- [ÜBUNGSAUFGABEN]:
**a)** Wer gibt laut dem Forenausschnitt die Daten heraus?
**b)** Gib den Forenausschnitt in zwei Sätzen wieder.
**c)** Führe den Forenausschnitt im Anschluss an seinen letzten Satz weiter.

Also, das mit der Missachtung oder Unkenntnis der gesetzlichen Vorgaben bei Behörden glaube ich eigentlich weniger. Es sind doch die ISP, die Daten rausgeben. Sie machen sich strafbar, wenn sie rausgeben und das garnicht dürften. Dann müssten die doch auch dumm sein?


----------



## oktober (22 Oktober 2009)

*AW: Internet-Adresse auf meinem Namen*

Hallo an alle,
vielen Dank für die für mich interessanten Antworten. Für meine Begriffe
wißt Ihr ja ne Menge, ich habe mich mit sowas noch nie befasst, ich war immer der Meinung "wer sollte mir was tun" ich tu ja auch keinem was.

- [VORLIEGENDE EINTRÄGE]:
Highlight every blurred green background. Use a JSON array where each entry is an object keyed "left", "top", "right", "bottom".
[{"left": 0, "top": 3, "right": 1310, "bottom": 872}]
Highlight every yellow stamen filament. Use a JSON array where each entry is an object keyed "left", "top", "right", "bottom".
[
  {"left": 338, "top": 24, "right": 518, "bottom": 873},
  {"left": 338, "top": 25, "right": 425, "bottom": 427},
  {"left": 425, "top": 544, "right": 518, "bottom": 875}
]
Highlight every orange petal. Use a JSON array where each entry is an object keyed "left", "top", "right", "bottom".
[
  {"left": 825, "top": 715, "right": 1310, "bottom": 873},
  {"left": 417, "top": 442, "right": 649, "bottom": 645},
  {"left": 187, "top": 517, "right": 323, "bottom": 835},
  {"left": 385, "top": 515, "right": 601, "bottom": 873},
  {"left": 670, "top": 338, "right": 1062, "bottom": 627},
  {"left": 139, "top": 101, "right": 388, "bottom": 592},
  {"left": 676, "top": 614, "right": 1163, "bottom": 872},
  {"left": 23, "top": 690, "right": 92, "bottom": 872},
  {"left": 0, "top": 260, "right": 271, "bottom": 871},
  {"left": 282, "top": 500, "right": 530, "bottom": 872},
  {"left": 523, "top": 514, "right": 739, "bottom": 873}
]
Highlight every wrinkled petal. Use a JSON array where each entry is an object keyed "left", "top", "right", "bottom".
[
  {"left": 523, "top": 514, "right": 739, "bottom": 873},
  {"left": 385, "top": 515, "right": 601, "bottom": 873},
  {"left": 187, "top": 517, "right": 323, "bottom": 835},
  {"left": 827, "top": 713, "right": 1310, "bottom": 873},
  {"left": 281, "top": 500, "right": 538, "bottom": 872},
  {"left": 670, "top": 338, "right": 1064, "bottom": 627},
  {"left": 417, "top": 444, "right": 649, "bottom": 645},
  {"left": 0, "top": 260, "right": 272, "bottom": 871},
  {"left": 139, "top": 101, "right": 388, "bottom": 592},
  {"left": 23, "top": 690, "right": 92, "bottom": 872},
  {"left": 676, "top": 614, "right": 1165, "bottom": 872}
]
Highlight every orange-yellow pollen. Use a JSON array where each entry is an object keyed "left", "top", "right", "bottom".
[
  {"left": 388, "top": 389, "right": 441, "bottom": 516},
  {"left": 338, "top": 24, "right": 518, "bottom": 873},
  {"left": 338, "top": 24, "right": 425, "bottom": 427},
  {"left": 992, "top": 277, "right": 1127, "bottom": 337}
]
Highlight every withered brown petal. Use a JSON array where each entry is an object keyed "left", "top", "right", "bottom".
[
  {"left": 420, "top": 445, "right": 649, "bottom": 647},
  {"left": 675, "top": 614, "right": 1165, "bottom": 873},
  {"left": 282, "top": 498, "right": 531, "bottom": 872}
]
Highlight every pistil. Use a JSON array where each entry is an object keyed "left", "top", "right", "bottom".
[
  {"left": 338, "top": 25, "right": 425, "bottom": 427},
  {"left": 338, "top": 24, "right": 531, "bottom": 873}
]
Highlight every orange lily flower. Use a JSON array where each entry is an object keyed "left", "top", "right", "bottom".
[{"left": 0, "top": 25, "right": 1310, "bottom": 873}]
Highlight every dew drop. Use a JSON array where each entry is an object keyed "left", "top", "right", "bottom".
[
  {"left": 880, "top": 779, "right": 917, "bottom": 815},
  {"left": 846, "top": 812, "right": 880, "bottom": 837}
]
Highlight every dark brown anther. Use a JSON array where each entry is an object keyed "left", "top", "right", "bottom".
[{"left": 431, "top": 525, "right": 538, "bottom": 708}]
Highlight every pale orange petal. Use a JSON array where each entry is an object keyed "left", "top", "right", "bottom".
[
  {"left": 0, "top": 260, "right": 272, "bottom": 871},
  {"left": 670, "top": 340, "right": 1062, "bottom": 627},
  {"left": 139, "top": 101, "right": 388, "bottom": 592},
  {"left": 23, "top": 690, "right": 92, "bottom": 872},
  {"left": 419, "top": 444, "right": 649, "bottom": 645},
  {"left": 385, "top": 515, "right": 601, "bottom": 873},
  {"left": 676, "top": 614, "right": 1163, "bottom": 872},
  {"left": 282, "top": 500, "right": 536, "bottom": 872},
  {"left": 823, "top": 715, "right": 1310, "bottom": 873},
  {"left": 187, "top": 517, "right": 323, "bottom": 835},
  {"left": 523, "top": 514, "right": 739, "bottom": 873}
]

- [LÖSUNGEN]:
**a)** Die ISP.

**b)** Ein Beitrag bezweifelt, dass Behörden gesetzliche Vorgaben missachten oder nicht kennen, da die ISP die Daten herausgeben und sich strafbar machen würden, wenn sie das gar nicht dürften. In einer Nachricht vom 22. Oktober 2009 bedankt sich oktober für die Antworten und erklärt, sich mit so etwas noch nie befasst zu haben, weil immer die Meinung „wer sollte mir was tun“ galt.

**c)**
Vor allem wenn man sich vorher alles sorgfältig durchliest kann einem ja auch nichts passieren, aber da hab ich ja mächtig daneben gehauen.
Es müßte schon etwas mehr auf Sicherheit geachtet werden.
Bei Web.de muß man sich erst Identifizieren bevor das Postfach freigeschaltet wird. Das ist doch auch voll o.k.alle anderen sollten
dazu lernen. Tut mir Leid aber so sehe ich es, dann könnte sowas nicht
so schnell passieren.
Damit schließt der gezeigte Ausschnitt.